[To do]: Please revise all the items below, changing "innermost point" to "central point" everywhere and keeping everything else the same. Leave the pictures out of your answer.

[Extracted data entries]
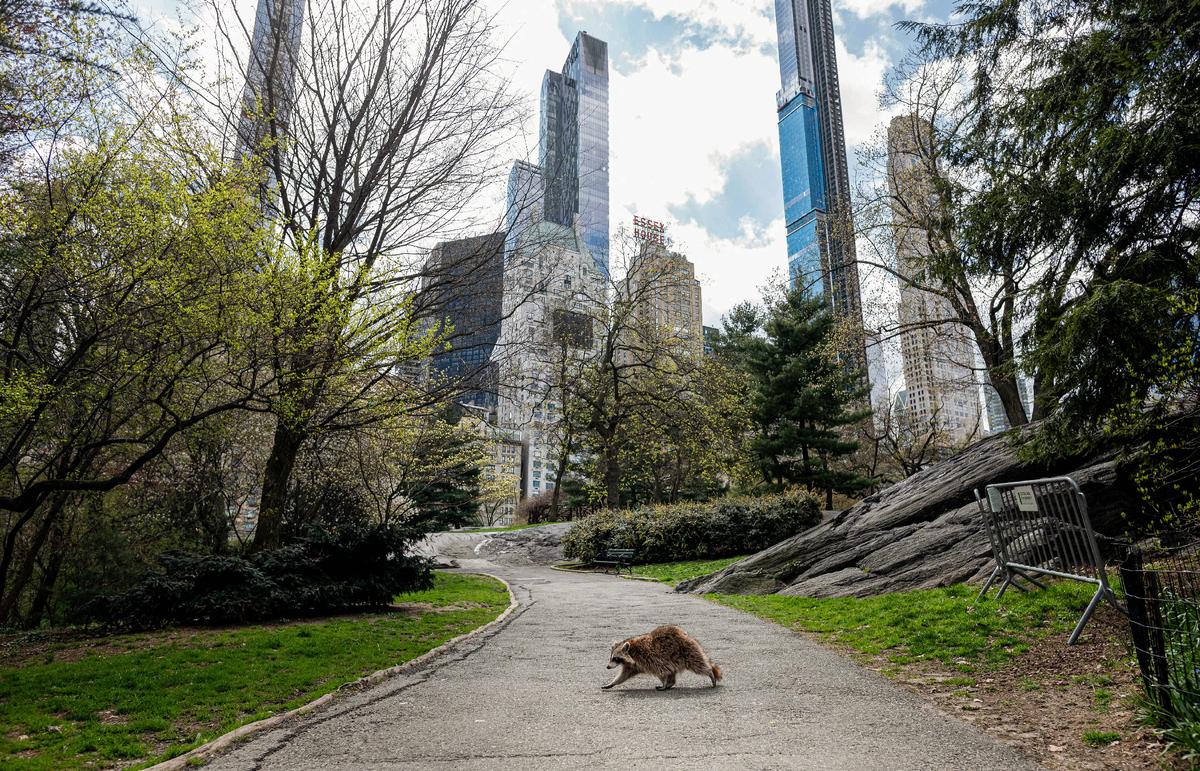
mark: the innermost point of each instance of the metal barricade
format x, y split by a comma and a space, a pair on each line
1041, 527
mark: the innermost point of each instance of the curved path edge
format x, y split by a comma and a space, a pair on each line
244, 731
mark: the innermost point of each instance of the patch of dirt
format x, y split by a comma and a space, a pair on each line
1045, 699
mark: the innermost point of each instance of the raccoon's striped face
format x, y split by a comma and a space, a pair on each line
619, 656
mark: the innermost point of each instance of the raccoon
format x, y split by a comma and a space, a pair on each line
664, 652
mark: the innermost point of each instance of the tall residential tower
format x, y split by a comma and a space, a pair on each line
571, 177
939, 352
270, 70
813, 153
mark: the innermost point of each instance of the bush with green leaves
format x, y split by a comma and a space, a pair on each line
694, 531
354, 568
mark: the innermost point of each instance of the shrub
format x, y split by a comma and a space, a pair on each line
535, 509
694, 531
355, 568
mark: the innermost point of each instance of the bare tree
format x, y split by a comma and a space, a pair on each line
391, 130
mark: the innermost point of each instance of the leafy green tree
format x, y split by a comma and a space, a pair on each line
129, 276
420, 121
693, 447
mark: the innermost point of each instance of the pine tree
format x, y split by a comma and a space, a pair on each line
805, 396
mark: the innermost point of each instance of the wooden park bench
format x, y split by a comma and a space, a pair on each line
618, 559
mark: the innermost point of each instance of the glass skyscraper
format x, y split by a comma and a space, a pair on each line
573, 150
270, 70
813, 154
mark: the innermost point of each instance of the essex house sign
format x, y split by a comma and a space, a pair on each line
649, 231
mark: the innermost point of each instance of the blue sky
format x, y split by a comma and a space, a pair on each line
693, 113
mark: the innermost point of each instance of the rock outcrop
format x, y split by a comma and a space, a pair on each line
922, 532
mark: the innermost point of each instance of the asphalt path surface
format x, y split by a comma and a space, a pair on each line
527, 695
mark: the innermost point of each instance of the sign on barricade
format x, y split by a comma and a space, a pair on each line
1041, 527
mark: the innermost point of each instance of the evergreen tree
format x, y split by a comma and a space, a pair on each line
805, 396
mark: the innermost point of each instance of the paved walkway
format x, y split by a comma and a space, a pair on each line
528, 697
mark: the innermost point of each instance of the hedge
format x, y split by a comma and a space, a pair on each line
355, 568
724, 527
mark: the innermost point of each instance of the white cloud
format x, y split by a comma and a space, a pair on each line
867, 9
861, 78
747, 19
673, 121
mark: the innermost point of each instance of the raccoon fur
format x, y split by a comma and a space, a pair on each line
664, 652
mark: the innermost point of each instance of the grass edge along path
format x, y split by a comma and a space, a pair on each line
943, 625
145, 698
675, 572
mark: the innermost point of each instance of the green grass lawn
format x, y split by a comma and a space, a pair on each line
941, 623
143, 698
676, 572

[Answer to this problem]:
mark: the central point of each instance of the metal barricade
format x, y split by a comma and a space, a pair on each line
1041, 527
mark: the central point of each instance of the curved path edge
format x, y split by a comma and a space, a pair on each line
244, 731
mark: the central point of each instance of the patch of dirt
format x, y split by a comma and a space, a pair on each line
1045, 699
mark: the central point of each instance of the raccoon's striped face
format x, y split by a comma and a space, a pair on each line
619, 656
mark: the central point of each instance of the raccoon
format x, y split by a comma and a space, a pair on each line
664, 652
mark: the central point of each instance of the tall residential tower
format x, y split by a comma and a space, a pair on each line
571, 177
939, 352
270, 70
813, 153
mark: the central point of each instance of the bush with green leaves
format x, y split by a comma and a space, a pair on each line
694, 531
354, 568
mark: the central point of each instance of the shrub
format x, y split by a comma and a space, a pair on each line
535, 509
694, 531
355, 568
mark: the central point of each instance of the bare tree
format x, y split by a comma and a space, a pair on each line
391, 130
mark: the central point of each instance of the leafy green tree
format x, y split by a comma and a space, a pair on each line
129, 276
420, 121
693, 447
mark: the central point of each instance of the pine tree
format x, y split by a comma and a space, a pair on each line
805, 396
mark: the central point of each instance of the wooden park bench
format x, y split by a comma and a space, a pair on each line
618, 559
mark: the central point of each instance of the glass skyscraper
format x, y split by a comma and a space, a pair on each line
573, 150
270, 70
813, 154
mark: the central point of each instance of the essex house sign
format x, y split by a comma and a space, a pair on each line
649, 231
mark: the central point of each instance of the blue sky
format x, y split by a comma and a space, a pair on each line
693, 113
mark: the central point of each instance of the rock outcrop
format x, y split by a comma and a space, a pair on each line
922, 532
mark: the central point of each instance of the asphalt path surface
format x, y split by a comma and a space, a pair on each line
527, 695
mark: the central point of each instance of the sign on barricade
format x, y split by a comma and a space, a pair on each line
1041, 527
mark: the central point of each instance of the evergreen tree
format x, y split by a comma and a space, a pair on each line
805, 396
mark: the central point of each instance of the paved walkway
format x, y split by a comma and a space, a pair on each line
528, 697
mark: the central point of each instance of the hedge
format x, y split by a comma and a space, a pair on each line
355, 568
724, 527
mark: the central point of each instance of the white cloud
format x, y split by a comma and a space, a pair on each line
867, 9
861, 78
747, 19
673, 121
mark: the central point of each instance of the raccoon fur
format x, y split by a comma and a space, a pair on each line
664, 652
mark: the central point of each instance of the grass edge along path
format x, y split by a comma and a space, a pair on each line
943, 625
145, 698
675, 572
mark: the central point of each instance of the green grass lawn
format x, y split by a comma and a space, a pair on each line
941, 623
143, 698
676, 572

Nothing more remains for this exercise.